[START OF Supplied data]
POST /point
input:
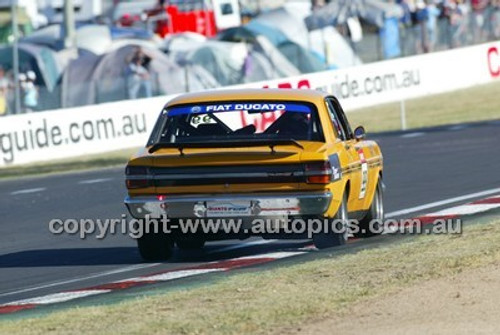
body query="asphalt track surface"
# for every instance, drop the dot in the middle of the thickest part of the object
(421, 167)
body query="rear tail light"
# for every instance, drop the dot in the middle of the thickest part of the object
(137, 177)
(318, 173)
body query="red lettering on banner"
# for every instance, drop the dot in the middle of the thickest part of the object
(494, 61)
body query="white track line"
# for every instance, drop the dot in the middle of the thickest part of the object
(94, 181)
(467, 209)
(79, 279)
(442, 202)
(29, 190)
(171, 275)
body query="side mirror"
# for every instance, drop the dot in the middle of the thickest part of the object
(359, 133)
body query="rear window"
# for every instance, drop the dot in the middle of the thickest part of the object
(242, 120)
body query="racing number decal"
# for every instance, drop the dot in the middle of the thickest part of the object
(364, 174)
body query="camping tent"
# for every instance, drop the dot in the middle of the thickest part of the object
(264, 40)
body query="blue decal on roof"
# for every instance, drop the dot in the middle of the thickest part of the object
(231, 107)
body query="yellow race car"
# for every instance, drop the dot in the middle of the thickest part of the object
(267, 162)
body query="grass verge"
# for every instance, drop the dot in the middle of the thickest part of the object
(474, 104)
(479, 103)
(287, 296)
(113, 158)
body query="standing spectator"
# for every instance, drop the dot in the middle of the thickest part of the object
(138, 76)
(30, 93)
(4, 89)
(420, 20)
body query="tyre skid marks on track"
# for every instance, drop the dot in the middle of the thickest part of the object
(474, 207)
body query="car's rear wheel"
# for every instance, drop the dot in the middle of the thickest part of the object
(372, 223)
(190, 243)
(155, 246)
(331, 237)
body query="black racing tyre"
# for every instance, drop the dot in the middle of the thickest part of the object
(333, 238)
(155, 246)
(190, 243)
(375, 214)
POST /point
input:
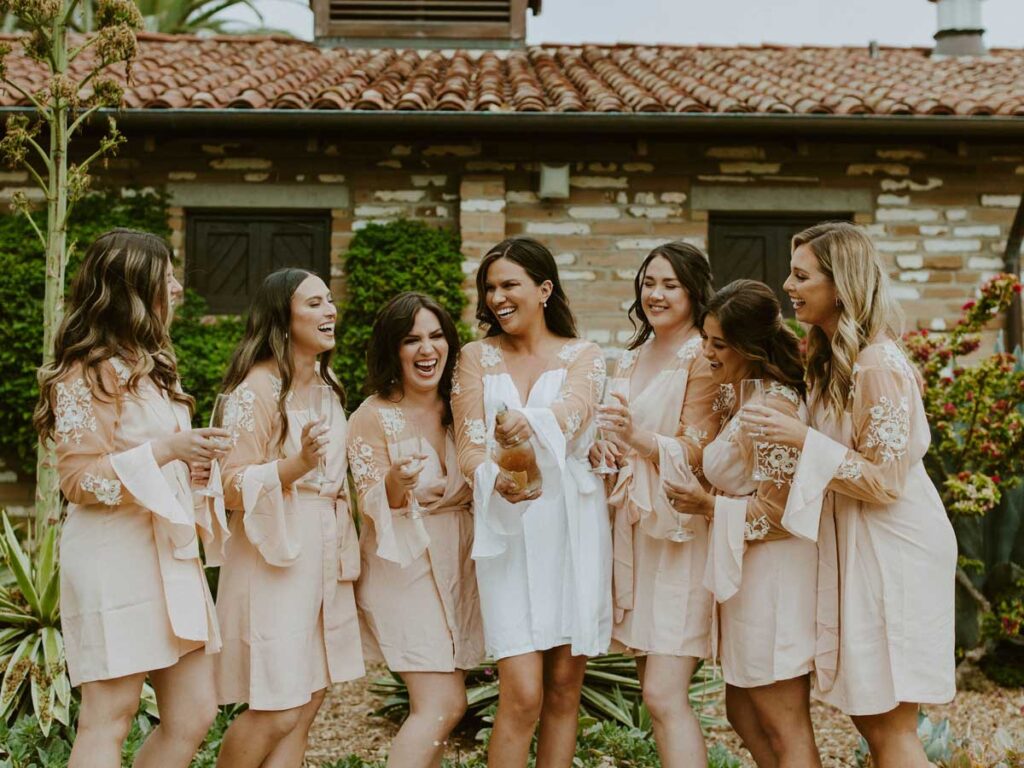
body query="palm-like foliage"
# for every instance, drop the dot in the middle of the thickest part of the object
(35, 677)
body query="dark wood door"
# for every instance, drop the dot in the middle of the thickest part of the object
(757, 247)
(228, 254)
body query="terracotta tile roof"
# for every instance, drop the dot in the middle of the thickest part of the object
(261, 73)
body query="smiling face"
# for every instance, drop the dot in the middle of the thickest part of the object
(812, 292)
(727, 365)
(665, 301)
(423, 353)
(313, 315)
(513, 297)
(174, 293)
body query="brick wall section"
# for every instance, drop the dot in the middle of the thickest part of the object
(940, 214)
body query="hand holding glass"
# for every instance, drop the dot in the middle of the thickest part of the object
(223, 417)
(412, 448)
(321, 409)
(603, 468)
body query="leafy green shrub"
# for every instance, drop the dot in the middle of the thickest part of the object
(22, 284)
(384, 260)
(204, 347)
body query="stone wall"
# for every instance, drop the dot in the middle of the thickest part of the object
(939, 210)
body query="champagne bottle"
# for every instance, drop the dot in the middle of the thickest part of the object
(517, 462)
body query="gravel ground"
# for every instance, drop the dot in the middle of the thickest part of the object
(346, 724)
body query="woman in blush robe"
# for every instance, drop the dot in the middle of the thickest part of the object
[END OF Supplied data]
[START OF Supplied data]
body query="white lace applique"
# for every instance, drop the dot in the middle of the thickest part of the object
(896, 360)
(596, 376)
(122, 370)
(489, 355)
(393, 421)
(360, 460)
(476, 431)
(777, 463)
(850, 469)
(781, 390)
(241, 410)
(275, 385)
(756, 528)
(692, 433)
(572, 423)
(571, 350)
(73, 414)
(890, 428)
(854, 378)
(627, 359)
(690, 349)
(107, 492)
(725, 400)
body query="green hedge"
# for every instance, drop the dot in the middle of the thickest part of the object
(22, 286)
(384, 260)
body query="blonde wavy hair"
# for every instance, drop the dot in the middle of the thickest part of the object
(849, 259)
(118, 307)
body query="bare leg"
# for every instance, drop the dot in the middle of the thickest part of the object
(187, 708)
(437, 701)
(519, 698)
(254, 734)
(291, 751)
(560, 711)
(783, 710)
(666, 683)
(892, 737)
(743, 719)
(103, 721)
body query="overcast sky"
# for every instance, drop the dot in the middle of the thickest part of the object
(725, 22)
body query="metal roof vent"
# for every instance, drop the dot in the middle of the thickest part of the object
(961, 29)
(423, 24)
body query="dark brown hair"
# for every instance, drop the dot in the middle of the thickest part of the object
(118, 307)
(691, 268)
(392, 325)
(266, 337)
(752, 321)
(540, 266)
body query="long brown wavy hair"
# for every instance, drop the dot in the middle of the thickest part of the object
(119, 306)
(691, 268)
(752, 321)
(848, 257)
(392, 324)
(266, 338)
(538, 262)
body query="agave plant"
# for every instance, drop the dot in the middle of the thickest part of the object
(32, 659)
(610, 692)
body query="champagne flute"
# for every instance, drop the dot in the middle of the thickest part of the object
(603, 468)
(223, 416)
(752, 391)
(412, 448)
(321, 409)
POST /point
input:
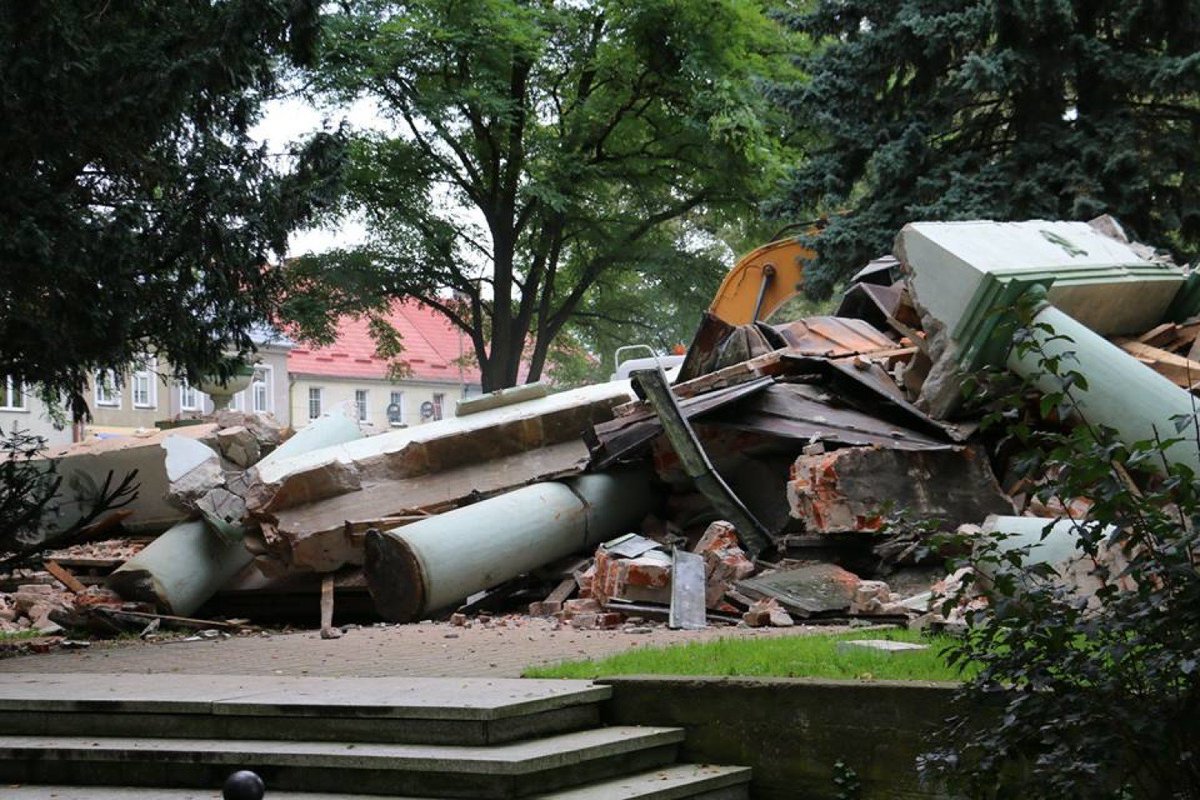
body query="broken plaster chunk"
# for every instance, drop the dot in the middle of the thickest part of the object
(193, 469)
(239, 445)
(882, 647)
[END OF Supplied data]
Instruction:
Pull out every line of the items that contains the string "wavy".

Task response:
body query="blonde wavy hair"
body query="long brown wavy hair"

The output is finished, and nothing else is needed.